-- WHAT YOU NEED TO DO --
Copy each line of the data that has "handle" in it.

-- THE DATA --
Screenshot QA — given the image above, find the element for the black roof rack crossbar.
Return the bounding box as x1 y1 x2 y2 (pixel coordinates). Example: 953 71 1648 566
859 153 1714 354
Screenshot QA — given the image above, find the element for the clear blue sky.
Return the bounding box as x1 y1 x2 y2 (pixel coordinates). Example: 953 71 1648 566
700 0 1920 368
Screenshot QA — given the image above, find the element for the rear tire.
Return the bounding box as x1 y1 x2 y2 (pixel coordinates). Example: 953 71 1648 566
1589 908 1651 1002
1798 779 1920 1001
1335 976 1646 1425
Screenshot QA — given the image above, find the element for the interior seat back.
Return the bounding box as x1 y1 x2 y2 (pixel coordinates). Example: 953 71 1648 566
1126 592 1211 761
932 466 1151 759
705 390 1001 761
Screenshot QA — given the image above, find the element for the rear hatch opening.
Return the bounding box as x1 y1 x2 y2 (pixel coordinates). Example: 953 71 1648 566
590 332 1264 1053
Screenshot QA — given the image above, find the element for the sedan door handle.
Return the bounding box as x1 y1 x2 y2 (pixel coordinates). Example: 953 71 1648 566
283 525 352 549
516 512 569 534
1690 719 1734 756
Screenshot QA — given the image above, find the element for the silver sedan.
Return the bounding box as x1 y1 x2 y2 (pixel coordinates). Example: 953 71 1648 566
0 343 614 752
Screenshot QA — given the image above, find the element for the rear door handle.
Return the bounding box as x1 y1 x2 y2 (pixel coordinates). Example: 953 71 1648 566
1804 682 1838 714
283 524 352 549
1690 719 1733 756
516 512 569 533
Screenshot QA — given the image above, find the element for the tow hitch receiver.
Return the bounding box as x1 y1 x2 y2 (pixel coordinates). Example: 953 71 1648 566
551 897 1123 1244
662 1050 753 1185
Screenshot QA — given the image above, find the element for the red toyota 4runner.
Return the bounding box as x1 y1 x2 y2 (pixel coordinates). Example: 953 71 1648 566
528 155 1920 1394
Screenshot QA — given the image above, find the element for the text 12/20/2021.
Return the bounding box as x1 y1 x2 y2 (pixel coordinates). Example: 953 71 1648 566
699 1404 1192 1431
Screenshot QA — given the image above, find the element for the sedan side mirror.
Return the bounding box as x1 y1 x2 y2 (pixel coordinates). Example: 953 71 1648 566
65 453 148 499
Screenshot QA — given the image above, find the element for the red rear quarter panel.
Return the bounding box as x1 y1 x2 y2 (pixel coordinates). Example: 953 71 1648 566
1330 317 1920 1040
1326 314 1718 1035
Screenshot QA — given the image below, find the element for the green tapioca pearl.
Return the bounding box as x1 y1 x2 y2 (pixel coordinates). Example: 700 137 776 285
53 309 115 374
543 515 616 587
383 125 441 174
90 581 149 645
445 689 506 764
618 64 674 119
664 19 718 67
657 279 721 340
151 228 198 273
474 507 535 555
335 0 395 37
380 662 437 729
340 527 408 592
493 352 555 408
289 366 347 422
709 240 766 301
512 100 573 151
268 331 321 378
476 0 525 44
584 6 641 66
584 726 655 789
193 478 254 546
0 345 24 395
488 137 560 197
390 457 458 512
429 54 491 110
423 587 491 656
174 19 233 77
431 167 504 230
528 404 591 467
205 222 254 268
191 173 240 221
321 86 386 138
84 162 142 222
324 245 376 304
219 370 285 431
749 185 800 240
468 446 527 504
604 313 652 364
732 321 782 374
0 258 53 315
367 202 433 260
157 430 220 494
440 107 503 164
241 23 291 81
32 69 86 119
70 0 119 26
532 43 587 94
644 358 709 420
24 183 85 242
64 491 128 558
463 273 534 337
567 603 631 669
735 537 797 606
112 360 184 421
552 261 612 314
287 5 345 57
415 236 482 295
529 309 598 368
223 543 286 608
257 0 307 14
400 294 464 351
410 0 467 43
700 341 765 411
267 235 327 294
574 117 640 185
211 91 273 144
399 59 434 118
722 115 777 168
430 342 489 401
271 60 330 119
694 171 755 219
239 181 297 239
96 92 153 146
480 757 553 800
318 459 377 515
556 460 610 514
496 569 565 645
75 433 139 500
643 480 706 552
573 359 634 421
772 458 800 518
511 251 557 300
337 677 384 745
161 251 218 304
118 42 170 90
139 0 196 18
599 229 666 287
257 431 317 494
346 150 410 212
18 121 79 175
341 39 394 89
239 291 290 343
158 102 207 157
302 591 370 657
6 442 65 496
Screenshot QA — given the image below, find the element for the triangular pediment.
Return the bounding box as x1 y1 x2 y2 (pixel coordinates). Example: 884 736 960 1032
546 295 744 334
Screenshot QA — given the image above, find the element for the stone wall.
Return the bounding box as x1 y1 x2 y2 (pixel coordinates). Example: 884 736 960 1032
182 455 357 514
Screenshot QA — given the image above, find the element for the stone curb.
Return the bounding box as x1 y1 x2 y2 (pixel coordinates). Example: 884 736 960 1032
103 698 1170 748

-- WRITTEN SOLUTION --
Screenshot QA — given the image above, find the element for the sedan door handle.
Screenshot QA — given the image above, find the element for the rear door handle.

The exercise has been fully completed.